→ **TASK GOAL**: Transcribe the line containing "Each instance receives one keypoint. Tag the goat's horn" and every line after it, exactly, through the end of the records.

→ **STORED DATA**:
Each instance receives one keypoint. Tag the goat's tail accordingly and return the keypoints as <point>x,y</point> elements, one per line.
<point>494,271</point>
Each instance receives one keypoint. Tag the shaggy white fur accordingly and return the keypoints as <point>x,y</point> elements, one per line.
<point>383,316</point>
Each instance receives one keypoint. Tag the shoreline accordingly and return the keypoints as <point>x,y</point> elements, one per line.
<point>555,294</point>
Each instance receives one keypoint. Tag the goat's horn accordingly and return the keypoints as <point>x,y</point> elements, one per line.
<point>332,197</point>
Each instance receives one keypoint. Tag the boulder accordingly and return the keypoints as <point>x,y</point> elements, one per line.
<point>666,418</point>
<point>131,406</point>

→ **EXERCISE ANSWER**:
Each instance receives one keypoint. Tag the goat's horn accordingly and return the keypoints as <point>x,y</point> elements, one per line.
<point>332,197</point>
Each instance receives one keypoint. Tag the boulder accordingly and return the keypoints as <point>x,y</point> elements, one per line.
<point>666,418</point>
<point>131,406</point>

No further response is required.